Directions
Beginning with the opening line, set down each line of the material below exactly, stopping once the line with "parts: a single" is done.

Given information
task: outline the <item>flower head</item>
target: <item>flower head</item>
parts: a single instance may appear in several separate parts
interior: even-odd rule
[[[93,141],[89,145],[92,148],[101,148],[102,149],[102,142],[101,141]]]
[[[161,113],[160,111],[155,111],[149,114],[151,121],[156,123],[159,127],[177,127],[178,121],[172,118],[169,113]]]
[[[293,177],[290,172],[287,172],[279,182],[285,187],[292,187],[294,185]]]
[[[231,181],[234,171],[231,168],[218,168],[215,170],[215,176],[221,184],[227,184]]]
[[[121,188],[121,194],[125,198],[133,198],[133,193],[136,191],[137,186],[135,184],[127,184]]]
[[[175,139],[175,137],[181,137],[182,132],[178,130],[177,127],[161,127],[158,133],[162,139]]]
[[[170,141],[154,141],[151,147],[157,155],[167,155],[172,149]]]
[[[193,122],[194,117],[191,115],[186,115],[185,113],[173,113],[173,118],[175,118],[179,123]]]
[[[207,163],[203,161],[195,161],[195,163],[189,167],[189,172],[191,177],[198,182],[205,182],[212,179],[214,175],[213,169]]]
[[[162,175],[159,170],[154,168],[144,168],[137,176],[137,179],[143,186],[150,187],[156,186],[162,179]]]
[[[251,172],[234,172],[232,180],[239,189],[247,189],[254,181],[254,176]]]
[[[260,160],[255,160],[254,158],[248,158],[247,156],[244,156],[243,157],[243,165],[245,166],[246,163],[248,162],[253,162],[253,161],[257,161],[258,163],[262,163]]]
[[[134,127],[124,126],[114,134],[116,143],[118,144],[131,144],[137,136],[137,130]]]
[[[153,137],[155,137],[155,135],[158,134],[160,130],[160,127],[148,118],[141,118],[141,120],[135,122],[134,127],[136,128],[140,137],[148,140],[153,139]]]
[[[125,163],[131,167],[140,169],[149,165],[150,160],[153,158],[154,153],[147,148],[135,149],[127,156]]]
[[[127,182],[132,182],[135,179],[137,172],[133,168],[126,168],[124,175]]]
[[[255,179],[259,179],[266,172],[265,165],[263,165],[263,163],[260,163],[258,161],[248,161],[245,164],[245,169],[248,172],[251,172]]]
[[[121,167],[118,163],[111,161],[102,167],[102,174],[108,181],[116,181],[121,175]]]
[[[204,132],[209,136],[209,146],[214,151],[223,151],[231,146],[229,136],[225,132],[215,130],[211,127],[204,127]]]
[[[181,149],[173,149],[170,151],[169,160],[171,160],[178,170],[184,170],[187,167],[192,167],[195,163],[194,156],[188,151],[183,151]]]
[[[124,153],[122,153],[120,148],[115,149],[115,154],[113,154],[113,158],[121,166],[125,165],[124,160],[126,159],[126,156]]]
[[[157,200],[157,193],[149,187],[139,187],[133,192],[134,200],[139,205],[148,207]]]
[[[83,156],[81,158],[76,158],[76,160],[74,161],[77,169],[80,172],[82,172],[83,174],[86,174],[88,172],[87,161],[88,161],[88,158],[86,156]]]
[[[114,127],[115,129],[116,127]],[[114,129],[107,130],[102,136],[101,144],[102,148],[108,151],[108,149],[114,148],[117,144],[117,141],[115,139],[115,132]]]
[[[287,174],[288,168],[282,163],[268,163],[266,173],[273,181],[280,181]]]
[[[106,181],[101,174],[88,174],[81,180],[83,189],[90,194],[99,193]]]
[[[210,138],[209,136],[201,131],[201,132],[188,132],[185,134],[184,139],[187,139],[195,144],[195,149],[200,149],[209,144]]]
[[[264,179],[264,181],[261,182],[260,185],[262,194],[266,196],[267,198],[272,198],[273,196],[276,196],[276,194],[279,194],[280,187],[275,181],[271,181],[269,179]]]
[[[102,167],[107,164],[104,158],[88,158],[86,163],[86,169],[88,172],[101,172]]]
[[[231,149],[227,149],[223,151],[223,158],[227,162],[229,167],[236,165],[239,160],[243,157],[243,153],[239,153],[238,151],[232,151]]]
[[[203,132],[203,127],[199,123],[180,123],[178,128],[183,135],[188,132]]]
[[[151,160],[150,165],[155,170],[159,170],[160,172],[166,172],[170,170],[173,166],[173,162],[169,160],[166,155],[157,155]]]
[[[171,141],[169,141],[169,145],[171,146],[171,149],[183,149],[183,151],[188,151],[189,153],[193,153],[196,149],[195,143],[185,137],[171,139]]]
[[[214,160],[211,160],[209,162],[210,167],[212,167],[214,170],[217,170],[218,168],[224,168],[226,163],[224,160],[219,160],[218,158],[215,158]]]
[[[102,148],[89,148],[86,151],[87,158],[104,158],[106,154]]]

Task result
task: outline the <item>flower head</item>
target: <item>flower head</item>
parts: a single instance may appear in several separate parts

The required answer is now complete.